# Given problem:
Give the stretch of the talk on opera singing from "And the interviewer" through "of a struggle." again, swapping "butter" for "honey".

# Source document:
◇ ◇ ◇ ◇ ◇ ◇ ◇

So here is Luciano Pavarotti with his famous for, of course the thrilling beauty of his voice, particularly the top. This is what Italian’s call squillo. This a brilliant, thrilling, bright sound at the top of voice and famous for his crystalline diction. Here he’s singing the notorious, our first aria of the Duke of Mantua again, it’s “Rigoletto” which is really the sort of, you could say, a manifesto of a love rat. I heard an interview on the television a few years ago with the great Russian soprano, Galina Vishnevskaya. You see her top left here. And she was describing how early in her career while Stalin was in charge, everything had to be sung in Russian into all the Italian, French, German repertoire was sung in Russian. It was only after Stalin died that there was a relaxation of the rules. And they were able to sing Italian operas in Italian.
And the interviewer said, “Oh, Madam Vishnevskaya what was it like? Why was it different? What was different about singing in Italian?” And she said, “Singing in Italian is like butter in the throat”, she said. So I thought I would make that point by playing the piece you’ve just heard, sung in Russian by Stalin’s favourite tenor Ivan Kozlovsky, a very great tenor, very interesting. Everything he does is interesting. But I think you can see that singing that music in Russian is a bit of a struggle.

◇ ◇ ◇ ◇ ◇ ◇ ◇

# Source material:
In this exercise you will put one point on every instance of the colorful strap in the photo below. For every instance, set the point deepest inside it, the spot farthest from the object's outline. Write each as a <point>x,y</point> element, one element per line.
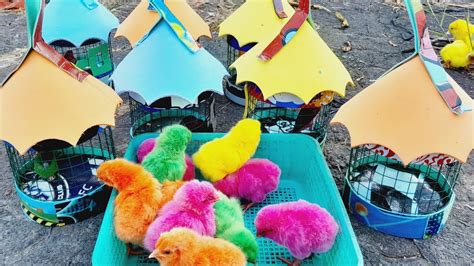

◇ ◇ ◇ ◇ ◇ ◇ ◇

# Exercise solution:
And the interviewer said, “Oh, Madam Vishnevskaya what was it like? Why was it different? What was different about singing in Italian?” And she said, “Singing in Italian is like honey in the throat”, she said. So I thought I would make that point by playing the piece you’ve just heard, sung in Russian by Stalin’s favourite tenor Ivan Kozlovsky, a very great tenor, very interesting. Everything he does is interesting. But I think you can see that singing that music in Russian is a bit of a struggle.